Point placement records:
• • •

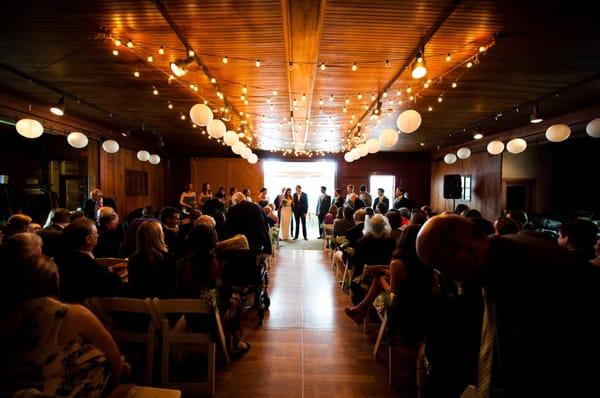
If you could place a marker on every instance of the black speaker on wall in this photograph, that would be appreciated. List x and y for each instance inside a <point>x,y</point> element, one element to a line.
<point>452,186</point>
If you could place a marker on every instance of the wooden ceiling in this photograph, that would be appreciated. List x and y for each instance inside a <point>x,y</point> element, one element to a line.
<point>534,51</point>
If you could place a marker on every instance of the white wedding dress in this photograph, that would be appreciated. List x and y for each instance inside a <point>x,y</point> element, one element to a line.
<point>286,219</point>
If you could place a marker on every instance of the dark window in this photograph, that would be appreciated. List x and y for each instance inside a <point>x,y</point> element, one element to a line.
<point>136,183</point>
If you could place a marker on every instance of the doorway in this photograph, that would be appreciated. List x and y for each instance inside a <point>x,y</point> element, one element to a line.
<point>309,175</point>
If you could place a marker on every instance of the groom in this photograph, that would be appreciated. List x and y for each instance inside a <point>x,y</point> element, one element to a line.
<point>300,209</point>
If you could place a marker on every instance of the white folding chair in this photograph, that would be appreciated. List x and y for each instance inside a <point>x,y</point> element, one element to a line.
<point>171,337</point>
<point>106,307</point>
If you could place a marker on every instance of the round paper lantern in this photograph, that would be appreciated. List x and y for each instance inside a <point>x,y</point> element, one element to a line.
<point>29,128</point>
<point>463,153</point>
<point>216,128</point>
<point>516,145</point>
<point>237,147</point>
<point>593,128</point>
<point>388,137</point>
<point>246,152</point>
<point>558,132</point>
<point>231,138</point>
<point>201,114</point>
<point>110,146</point>
<point>362,150</point>
<point>450,158</point>
<point>409,121</point>
<point>143,156</point>
<point>495,147</point>
<point>373,145</point>
<point>154,159</point>
<point>77,139</point>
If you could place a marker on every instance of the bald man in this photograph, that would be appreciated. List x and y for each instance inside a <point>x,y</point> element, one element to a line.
<point>543,301</point>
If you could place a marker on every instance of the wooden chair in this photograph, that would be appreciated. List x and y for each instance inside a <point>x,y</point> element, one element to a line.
<point>169,337</point>
<point>106,307</point>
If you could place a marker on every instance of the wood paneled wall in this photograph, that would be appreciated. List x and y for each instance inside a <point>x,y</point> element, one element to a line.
<point>226,172</point>
<point>485,171</point>
<point>112,180</point>
<point>411,171</point>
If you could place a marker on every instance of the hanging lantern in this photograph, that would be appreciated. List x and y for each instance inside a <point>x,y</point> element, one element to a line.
<point>388,137</point>
<point>463,153</point>
<point>558,132</point>
<point>29,128</point>
<point>201,114</point>
<point>77,140</point>
<point>450,158</point>
<point>143,156</point>
<point>495,147</point>
<point>516,145</point>
<point>216,128</point>
<point>110,146</point>
<point>409,121</point>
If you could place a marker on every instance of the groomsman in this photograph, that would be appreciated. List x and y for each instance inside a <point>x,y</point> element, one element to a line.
<point>300,209</point>
<point>323,206</point>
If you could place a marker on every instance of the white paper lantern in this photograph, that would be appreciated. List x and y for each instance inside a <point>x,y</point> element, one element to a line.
<point>29,128</point>
<point>201,114</point>
<point>362,150</point>
<point>216,128</point>
<point>231,138</point>
<point>77,140</point>
<point>388,137</point>
<point>373,145</point>
<point>143,156</point>
<point>593,128</point>
<point>463,153</point>
<point>450,158</point>
<point>409,121</point>
<point>246,152</point>
<point>516,145</point>
<point>110,146</point>
<point>558,132</point>
<point>495,147</point>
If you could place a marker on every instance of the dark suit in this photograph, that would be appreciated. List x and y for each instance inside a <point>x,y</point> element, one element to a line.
<point>300,209</point>
<point>90,207</point>
<point>322,209</point>
<point>385,201</point>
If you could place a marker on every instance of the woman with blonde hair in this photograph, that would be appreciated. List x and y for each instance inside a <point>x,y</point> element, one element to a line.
<point>152,269</point>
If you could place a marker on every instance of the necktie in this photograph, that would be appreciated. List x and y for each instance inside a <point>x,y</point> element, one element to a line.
<point>486,349</point>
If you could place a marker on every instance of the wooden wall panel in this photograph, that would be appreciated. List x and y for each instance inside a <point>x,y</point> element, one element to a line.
<point>226,172</point>
<point>112,180</point>
<point>486,182</point>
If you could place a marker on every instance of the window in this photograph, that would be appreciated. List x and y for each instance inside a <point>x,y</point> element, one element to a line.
<point>387,182</point>
<point>466,187</point>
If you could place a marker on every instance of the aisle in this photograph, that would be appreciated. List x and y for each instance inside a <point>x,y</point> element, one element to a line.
<point>307,347</point>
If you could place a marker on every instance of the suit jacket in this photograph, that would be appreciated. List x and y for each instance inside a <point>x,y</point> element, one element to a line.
<point>323,205</point>
<point>248,219</point>
<point>300,205</point>
<point>90,208</point>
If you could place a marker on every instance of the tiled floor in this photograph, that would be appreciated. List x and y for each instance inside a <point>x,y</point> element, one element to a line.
<point>307,347</point>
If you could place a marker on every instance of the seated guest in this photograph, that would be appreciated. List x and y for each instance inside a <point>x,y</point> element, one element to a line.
<point>152,269</point>
<point>169,217</point>
<point>81,276</point>
<point>110,233</point>
<point>579,236</point>
<point>537,298</point>
<point>248,219</point>
<point>59,349</point>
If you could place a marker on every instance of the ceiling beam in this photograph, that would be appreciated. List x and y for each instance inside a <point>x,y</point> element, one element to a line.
<point>302,29</point>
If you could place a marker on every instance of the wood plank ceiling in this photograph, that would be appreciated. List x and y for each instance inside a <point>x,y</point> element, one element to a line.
<point>295,55</point>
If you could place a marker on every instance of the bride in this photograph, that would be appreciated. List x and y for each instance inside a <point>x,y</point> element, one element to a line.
<point>286,214</point>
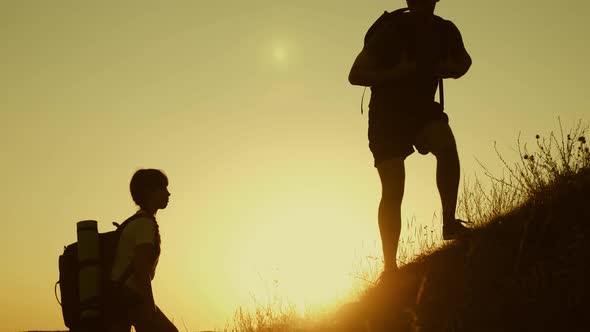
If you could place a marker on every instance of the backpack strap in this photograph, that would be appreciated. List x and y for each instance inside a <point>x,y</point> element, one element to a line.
<point>380,21</point>
<point>441,93</point>
<point>129,269</point>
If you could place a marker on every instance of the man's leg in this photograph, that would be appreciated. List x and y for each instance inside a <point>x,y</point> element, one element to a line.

• • •

PROBLEM TO SOLVE:
Return, word for word, the lines from the one containing "of the backpack" through the last line above, including both of those lines.

ANSWER TO THIS TASK:
If you could place a marker on every instance of the backpack strap in this photograph, that would be appreciated. List x and y for each instance inside a <point>x,y</point> element, one element to a line.
<point>380,21</point>
<point>441,93</point>
<point>129,269</point>
If you could place a marker on every instance of the man's leg in this photograph, that would be appreciated. List x and y for each instance inside a <point>x,y</point> element, one element to a line.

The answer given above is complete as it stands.